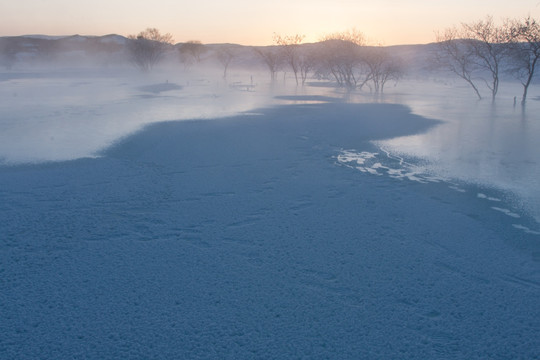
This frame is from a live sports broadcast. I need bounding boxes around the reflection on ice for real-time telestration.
[377,83,540,222]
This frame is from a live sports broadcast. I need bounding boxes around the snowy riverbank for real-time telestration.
[0,97,540,359]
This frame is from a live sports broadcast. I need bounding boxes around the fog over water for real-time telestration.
[0,64,540,225]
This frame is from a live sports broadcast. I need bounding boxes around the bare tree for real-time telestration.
[128,28,173,71]
[433,27,482,99]
[462,16,508,100]
[253,47,282,81]
[362,46,403,94]
[178,40,206,67]
[0,37,19,70]
[274,34,305,85]
[216,45,235,80]
[510,16,540,105]
[317,30,369,89]
[298,45,317,85]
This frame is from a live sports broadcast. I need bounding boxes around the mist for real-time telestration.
[0,32,540,359]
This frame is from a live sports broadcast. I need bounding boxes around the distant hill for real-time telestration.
[0,34,433,72]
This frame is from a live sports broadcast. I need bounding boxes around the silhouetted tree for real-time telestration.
[178,40,206,66]
[433,27,482,99]
[128,28,173,71]
[0,37,18,70]
[317,30,369,89]
[362,46,403,94]
[462,16,509,100]
[510,16,540,105]
[253,47,282,81]
[216,45,235,80]
[274,34,305,85]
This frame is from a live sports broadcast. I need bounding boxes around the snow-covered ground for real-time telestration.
[0,72,540,359]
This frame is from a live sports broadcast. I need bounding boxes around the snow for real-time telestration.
[0,67,540,359]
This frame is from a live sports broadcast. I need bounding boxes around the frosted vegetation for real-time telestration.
[0,18,540,359]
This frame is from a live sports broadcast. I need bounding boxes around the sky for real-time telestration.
[0,0,540,45]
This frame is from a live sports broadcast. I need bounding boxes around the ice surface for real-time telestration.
[0,67,540,359]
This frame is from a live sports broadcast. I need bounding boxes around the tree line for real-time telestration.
[129,16,540,100]
[128,29,403,93]
[434,16,540,104]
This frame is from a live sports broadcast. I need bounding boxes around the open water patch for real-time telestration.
[334,147,540,236]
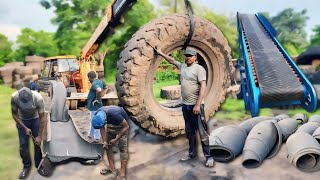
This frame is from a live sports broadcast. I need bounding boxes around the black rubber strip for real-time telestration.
[241,14,304,103]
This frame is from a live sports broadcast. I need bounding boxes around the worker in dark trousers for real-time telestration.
[92,106,130,180]
[154,47,214,167]
[87,71,108,142]
[11,87,46,179]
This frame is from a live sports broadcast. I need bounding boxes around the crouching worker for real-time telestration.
[92,106,129,179]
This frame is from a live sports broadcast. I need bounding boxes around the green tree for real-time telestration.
[310,25,320,46]
[200,7,239,58]
[0,34,13,67]
[15,28,58,61]
[40,0,156,81]
[271,8,309,55]
[40,0,110,55]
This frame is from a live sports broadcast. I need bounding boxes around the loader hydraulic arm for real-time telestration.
[79,0,137,93]
[81,0,137,60]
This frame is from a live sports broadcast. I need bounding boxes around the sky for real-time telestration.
[0,0,320,42]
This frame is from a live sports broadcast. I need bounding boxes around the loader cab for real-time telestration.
[39,56,81,92]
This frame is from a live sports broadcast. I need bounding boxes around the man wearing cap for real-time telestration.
[11,87,46,179]
[154,47,214,167]
[87,71,108,141]
[92,106,130,179]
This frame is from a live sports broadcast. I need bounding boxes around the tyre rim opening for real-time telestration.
[152,47,208,111]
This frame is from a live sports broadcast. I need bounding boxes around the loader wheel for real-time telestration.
[116,14,232,137]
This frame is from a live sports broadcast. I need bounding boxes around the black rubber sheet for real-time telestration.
[241,14,304,103]
[43,81,103,163]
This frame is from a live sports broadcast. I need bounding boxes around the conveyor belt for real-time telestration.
[241,14,304,103]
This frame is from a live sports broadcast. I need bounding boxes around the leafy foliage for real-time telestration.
[0,34,13,67]
[310,25,320,46]
[271,8,309,55]
[15,28,58,61]
[40,0,110,55]
[201,8,239,58]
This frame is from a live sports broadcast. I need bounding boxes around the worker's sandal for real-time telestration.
[100,168,118,176]
[205,157,214,167]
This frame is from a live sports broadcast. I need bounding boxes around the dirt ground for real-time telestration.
[28,96,320,180]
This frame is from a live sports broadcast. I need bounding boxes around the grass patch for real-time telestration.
[0,85,22,179]
[153,80,179,102]
[213,98,272,121]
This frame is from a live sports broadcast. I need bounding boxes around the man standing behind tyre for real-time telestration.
[11,87,46,179]
[87,71,108,142]
[155,47,214,167]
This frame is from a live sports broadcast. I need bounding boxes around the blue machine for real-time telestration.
[237,13,317,117]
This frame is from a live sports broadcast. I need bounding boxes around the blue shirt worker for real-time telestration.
[92,106,130,179]
[154,47,214,167]
[11,87,46,179]
[87,71,108,142]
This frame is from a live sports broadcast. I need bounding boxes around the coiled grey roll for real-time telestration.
[209,126,247,162]
[242,120,282,168]
[278,118,304,141]
[297,115,320,135]
[287,132,320,172]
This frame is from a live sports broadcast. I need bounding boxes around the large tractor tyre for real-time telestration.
[116,14,232,137]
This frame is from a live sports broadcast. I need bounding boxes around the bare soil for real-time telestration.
[28,95,320,180]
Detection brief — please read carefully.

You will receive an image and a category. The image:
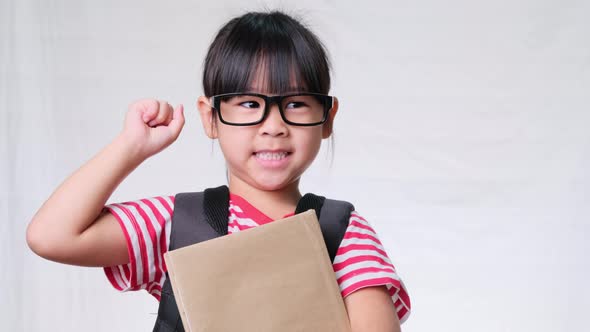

..............................

Could you write out all of the data above word for word, leaving the pictures out?

ANSWER FOR THIS EXERCISE —
This frame is from a live sports broadcast. I need bounding boxes around the reflection on ice for real-time telestration.
[377,83,540,222]
This frame is from a live sports broadcast. I need bounding boxes around the snowy riverbank for real-time telestration.
[0,97,540,359]
This frame is from a live sports broadcast. I need bounding boxes around the fog over water for real-time telestration.
[0,64,540,225]
This frame is from a live sports broadcast. I need bounding boxes around the bare tree for real-time telestration.
[128,28,173,71]
[433,27,482,99]
[462,16,508,100]
[253,47,282,81]
[362,46,403,94]
[178,40,206,67]
[0,37,19,70]
[274,34,305,85]
[216,45,235,80]
[510,16,540,105]
[317,30,369,89]
[298,45,317,85]
This frame is from a live sports broadcast. I need bounding boxes around the mist for real-time telestration.
[0,32,540,359]
This frame is from a live sports broadcast. I need bounding boxes around the distant hill for real-time telestration.
[0,34,433,72]
This frame is from a live sports broadcast. I need bounding boxes around the silhouetted tree for real-time telestration.
[178,40,206,66]
[433,27,482,99]
[128,28,173,71]
[0,37,18,70]
[317,30,369,89]
[362,46,403,94]
[462,16,509,100]
[510,16,540,105]
[253,47,282,81]
[216,45,235,80]
[274,34,305,85]
This frame is from a live sports broadcast. I need bounding boxes around the snow-covered ground for real-time telestration.
[0,72,540,359]
This frame is from a live sports broadcast. I need bounding boxes around the snow for real-time telestration.
[0,67,540,359]
This frame is from a live sports broadcast. I need bounding boxes around the frosted vegetation for real-time telestration.
[0,18,540,359]
This frame is from a live sports broadcast. I need bounding boxes around the sky for real-time telestration.
[0,0,540,45]
This frame is from a live sports broadcast. I need bounding boxes around the ice surface for real-time telestration.
[0,67,540,359]
This frame is from a live sports broadcast. I need bounding boxes around the tree line for real-time telestration.
[129,16,540,100]
[128,29,403,93]
[434,16,540,104]
This frame is from a live sports broadcast. I need bounding boxes around the open water patch for real-time telestration.
[334,147,540,236]
This frame is from a live sports broadcast. I need bounding boxes around the black rubber strip for real-time telestration.
[241,14,304,103]
This frame is from a live sports broadcast. I need bounding boxes around the worker in dark trousers for real-time telestration.
[92,106,130,180]
[154,47,214,167]
[87,71,108,142]
[11,87,46,179]
This frame is from a live sports broadcast. I need bounding boxes around the crouching worker for real-time telestration.
[92,106,129,179]
This frame is from a live sports broadcast. I need bounding boxes around the green tree for real-time telestration.
[310,25,320,46]
[200,7,239,58]
[0,34,13,67]
[15,28,58,61]
[40,0,156,81]
[271,8,309,55]
[40,0,110,55]
This frame is from a live sports broadcast. I need bounding boxes around the loader hydraulic arm for real-time telestration.
[79,0,137,93]
[81,0,137,60]
This frame is from a live sports broadcast. I need bounding boxes around the sky for real-time telestration.
[0,0,320,42]
This frame is from a live sports broadcast. I need bounding boxes around the loader cab for real-time telestration.
[39,56,81,92]
This frame is from a live sports broadcast. I need bounding boxes around the man wearing cap for real-time telestration.
[11,87,46,179]
[154,47,214,167]
[87,71,108,141]
[92,106,130,179]
This frame is from a live sports broadcast. I need bounding boxes around the tyre rim opening for real-time telestration.
[152,47,208,111]
This frame is from a live sports broadcast. I need bounding boxes around the loader wheel for real-time telestration.
[116,14,232,137]
This frame is from a live sports broadcast. I need bounding boxes around the black rubber sheet for real-time telestration.
[241,14,304,103]
[43,81,103,163]
This frame is from a live sports broadcast. I need bounding boxes around the conveyor belt for real-time telestration.
[241,14,304,103]
This frame is from a live sports broadcast. I need bounding boxes around the leafy foliage for real-time telestration.
[0,34,13,67]
[310,25,320,46]
[271,8,309,55]
[15,28,58,61]
[40,0,110,55]
[201,8,239,58]
This frame is from a live sports broadcast. I need bounding boxes around the worker's sandal for real-time telestration.
[100,168,118,176]
[205,157,214,167]
This frame is from a live sports broadcast. I need bounding boxes around the dirt ground for real-time telestration.
[28,96,320,180]
This frame is from a live sports broadcast. I need bounding boxes around the grass patch for real-time telestration.
[0,85,22,179]
[153,80,179,102]
[213,98,272,121]
This frame is from a live sports broadcast. I need bounding boxes around the man standing behind tyre for real-time telestration.
[11,87,46,179]
[87,71,108,142]
[155,47,214,167]
This frame is from a live sports broadcast. I need bounding boxes around the blue machine for real-time telestration.
[237,13,317,117]
This frame is from a live sports broadcast. I need bounding boxes around the blue shirt worker for real-time telestration.
[92,106,130,179]
[154,47,214,167]
[11,87,46,179]
[87,71,108,142]
This frame is from a live sports broadcast. I need bounding boxes around the coiled grey roll for real-time telestration.
[209,126,247,162]
[242,120,282,168]
[278,118,304,141]
[297,115,320,135]
[287,132,320,172]
This frame is from a live sports broadcast. I need bounding boxes around the large tractor tyre for real-time telestration.
[116,14,232,137]
This frame is from a live sports broadcast. I need bounding boxes around the bare soil for real-time telestration.
[28,95,320,180]
Detection brief — please read carefully.

You will receive an image and a category. The image:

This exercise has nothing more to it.